Instruction: Retype the rows below verbatim, from the line containing "of the young" through the line containing "Query: young man in green t-shirt", including both of those lines.

Annotation records
[START]

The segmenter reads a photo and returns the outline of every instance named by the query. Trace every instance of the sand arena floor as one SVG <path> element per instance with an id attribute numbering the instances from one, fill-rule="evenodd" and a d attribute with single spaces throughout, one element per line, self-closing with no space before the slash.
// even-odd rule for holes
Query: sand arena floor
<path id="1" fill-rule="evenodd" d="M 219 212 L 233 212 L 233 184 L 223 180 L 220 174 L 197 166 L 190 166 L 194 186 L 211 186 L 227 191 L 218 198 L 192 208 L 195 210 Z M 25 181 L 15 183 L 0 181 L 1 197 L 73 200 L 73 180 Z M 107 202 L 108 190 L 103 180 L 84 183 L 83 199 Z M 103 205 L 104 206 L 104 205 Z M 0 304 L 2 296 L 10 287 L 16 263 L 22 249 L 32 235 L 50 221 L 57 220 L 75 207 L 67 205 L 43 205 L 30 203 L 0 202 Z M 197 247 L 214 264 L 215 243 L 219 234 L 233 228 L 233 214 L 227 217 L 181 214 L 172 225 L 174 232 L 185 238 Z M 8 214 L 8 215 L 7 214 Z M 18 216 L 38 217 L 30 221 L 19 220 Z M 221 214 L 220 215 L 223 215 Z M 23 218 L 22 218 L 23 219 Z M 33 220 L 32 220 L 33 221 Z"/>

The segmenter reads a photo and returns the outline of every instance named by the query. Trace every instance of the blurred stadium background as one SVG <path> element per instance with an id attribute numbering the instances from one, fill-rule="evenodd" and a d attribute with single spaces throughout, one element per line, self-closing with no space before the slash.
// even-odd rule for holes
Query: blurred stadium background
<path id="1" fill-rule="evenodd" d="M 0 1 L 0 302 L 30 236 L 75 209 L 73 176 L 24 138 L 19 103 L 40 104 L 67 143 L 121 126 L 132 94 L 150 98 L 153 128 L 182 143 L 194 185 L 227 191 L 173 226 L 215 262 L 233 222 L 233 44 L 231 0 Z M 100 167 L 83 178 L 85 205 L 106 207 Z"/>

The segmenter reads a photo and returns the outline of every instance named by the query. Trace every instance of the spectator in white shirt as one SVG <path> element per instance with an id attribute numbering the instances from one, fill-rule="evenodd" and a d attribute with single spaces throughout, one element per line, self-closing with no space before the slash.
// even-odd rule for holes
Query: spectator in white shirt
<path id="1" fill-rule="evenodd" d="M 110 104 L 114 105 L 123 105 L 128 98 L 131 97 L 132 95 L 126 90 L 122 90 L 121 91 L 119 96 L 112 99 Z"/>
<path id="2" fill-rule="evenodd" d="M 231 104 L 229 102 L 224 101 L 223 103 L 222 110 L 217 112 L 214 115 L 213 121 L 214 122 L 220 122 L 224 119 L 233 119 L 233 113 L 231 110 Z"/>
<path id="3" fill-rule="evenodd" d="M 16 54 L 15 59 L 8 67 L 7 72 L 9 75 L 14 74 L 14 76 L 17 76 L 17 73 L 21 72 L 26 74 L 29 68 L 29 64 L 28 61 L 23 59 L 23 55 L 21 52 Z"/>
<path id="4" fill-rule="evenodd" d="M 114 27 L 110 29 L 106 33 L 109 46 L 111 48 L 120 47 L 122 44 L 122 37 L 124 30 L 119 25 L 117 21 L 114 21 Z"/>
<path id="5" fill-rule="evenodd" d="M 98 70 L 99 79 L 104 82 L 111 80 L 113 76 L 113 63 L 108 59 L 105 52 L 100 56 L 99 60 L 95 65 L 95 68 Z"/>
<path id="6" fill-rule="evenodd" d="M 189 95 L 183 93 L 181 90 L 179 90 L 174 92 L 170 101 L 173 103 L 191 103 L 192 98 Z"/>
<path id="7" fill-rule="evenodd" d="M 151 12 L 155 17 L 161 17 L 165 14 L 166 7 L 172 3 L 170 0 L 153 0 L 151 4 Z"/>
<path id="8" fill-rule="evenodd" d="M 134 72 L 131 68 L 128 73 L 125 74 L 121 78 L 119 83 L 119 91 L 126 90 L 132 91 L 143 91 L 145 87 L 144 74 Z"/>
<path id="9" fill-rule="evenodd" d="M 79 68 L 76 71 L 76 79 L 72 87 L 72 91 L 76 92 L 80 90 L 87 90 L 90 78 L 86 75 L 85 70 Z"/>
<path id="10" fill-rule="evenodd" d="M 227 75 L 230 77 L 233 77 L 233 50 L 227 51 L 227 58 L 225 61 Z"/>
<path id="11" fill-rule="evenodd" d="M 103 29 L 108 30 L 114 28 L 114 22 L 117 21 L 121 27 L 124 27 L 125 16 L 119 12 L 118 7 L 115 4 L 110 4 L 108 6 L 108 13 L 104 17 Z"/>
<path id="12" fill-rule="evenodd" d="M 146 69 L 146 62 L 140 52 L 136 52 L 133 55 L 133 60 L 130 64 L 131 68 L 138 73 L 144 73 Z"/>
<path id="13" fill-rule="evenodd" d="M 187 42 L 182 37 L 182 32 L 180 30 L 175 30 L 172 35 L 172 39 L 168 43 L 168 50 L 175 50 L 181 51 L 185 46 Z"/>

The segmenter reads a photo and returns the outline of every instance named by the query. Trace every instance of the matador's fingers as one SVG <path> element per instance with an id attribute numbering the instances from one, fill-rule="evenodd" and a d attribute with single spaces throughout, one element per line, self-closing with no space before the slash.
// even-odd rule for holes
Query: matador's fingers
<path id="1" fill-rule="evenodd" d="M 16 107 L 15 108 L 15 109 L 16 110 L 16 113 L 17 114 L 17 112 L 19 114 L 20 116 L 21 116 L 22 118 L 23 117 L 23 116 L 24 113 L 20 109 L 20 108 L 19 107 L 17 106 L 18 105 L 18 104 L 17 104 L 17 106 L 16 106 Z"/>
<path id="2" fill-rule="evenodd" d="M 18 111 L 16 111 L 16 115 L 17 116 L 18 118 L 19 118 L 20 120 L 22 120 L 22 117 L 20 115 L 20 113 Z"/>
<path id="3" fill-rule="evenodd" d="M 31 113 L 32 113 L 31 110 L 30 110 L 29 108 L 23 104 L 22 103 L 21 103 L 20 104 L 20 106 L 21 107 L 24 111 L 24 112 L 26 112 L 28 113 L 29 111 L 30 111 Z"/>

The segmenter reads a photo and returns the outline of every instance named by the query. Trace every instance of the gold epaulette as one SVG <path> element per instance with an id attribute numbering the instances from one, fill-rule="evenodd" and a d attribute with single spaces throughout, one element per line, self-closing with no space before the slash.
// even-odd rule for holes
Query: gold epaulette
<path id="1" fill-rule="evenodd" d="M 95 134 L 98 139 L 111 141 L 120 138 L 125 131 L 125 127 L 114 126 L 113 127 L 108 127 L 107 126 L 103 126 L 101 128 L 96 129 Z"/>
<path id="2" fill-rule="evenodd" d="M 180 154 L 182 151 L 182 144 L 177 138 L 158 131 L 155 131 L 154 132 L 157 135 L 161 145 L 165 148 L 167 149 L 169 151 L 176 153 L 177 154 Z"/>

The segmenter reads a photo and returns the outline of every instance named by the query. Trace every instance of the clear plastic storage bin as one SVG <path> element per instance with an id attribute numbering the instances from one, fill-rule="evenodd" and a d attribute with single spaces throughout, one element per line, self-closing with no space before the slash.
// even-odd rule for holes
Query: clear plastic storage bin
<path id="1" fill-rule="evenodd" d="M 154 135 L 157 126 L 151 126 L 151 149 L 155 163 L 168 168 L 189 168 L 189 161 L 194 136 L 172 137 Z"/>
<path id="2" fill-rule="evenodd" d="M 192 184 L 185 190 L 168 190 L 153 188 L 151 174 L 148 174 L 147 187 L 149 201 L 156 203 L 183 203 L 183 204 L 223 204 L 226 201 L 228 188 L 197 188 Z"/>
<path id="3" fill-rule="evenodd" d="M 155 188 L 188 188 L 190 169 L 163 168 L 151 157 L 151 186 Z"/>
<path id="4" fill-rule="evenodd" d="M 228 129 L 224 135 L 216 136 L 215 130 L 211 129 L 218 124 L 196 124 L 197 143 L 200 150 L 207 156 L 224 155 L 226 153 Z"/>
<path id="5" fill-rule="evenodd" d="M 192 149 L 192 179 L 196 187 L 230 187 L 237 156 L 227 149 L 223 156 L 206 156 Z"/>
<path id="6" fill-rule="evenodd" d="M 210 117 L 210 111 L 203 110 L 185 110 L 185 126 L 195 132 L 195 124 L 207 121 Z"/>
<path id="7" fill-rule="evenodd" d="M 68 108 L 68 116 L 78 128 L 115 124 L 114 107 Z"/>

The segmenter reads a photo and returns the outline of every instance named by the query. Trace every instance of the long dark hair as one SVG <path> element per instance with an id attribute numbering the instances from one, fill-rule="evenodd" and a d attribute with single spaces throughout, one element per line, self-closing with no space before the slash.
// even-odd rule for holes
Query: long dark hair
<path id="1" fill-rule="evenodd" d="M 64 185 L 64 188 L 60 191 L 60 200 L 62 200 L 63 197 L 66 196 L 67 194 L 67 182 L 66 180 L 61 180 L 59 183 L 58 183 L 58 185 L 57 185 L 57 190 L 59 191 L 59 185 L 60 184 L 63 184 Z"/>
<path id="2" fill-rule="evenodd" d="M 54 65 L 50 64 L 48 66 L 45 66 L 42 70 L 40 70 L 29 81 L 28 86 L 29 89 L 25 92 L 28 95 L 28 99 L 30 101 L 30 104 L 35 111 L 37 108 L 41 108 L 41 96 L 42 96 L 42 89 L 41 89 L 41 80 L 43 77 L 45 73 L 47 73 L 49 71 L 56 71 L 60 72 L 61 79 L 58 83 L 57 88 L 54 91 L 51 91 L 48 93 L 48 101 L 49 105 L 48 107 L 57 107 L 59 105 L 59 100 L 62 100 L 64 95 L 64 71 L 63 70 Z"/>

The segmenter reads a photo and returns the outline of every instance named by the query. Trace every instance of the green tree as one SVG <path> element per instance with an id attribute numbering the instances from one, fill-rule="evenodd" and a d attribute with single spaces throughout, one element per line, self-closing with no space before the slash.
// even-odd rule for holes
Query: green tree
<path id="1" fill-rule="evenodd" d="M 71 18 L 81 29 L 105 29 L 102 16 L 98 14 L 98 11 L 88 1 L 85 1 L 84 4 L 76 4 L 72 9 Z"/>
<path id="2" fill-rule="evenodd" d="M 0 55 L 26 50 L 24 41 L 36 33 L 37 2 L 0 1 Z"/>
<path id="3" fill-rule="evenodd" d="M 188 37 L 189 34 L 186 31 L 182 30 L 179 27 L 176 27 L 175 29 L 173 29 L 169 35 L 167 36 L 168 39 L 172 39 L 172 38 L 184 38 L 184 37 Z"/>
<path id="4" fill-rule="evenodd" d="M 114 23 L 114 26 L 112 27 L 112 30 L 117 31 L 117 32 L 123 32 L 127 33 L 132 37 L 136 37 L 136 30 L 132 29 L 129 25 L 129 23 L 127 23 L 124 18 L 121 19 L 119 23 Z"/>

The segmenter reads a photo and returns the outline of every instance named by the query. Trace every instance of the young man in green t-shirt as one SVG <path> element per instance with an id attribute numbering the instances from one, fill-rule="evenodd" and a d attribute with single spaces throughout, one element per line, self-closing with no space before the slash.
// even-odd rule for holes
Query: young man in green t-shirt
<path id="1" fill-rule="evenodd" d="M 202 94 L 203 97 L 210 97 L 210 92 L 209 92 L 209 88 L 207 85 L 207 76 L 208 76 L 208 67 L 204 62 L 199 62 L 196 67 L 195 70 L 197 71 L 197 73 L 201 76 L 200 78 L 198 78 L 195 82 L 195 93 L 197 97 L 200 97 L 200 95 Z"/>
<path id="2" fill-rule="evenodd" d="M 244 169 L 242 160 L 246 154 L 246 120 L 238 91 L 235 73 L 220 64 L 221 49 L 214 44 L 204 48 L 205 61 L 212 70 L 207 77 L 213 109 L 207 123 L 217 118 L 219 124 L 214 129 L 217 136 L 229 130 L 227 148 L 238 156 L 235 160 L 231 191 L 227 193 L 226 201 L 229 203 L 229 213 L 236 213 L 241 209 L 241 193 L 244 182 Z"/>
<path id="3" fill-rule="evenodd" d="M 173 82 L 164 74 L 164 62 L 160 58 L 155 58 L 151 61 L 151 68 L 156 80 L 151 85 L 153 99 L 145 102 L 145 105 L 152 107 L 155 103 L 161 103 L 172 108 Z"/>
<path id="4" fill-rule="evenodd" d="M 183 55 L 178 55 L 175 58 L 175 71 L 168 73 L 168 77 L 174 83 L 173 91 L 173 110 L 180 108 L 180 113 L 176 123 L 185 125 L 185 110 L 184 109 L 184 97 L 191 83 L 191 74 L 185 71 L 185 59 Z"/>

[END]

Complete output:
The segmenter reads a photo and returns the outline of every instance named by the query. Trace every instance of the young man in green t-shirt as one SVG <path> element per instance with an id attribute numbering the instances from one, fill-rule="evenodd" and a d attribute with single spaces throughout, one element per line, self-closing with no space before the slash.
// even-odd rule for holes
Query: young man in green t-shirt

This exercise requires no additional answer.